TASK TO CARRY OUT: Spot each line in the data below containing "with" and copy it.

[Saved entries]
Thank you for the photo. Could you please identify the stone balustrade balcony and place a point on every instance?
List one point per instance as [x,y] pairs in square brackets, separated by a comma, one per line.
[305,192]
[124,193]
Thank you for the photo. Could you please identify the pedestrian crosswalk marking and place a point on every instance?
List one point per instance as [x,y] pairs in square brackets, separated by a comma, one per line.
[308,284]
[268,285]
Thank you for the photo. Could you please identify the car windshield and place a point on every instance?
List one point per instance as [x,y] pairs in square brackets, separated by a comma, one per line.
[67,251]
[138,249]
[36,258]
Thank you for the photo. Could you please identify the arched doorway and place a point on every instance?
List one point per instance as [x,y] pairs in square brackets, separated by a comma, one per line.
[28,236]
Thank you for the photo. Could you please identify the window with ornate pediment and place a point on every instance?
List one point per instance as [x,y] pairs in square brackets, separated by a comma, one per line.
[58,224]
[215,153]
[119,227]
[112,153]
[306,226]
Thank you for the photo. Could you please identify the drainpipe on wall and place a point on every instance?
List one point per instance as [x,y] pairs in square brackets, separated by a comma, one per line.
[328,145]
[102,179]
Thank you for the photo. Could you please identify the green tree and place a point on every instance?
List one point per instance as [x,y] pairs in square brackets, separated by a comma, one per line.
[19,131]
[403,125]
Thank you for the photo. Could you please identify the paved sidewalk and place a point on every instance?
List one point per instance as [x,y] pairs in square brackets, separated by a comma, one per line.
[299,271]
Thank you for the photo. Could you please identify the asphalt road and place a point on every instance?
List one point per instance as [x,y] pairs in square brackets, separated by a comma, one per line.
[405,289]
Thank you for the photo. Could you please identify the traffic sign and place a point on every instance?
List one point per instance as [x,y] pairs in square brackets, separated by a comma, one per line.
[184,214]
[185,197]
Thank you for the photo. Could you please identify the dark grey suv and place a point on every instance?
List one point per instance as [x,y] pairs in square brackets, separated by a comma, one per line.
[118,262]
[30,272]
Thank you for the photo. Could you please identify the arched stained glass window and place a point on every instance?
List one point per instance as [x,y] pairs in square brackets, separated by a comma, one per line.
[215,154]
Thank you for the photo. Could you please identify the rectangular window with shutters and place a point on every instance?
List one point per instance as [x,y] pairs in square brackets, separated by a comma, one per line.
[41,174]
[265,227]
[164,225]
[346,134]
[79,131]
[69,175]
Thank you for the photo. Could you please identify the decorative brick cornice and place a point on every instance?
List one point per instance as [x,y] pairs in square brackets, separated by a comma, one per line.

FINISHED EXERCISE:
Thank you for the photo. Could you please identify the window with ornate pediment and place a point on every instance?
Thank you for the photo. Could you please identify the rectangular window with shutters and place a point on every instance?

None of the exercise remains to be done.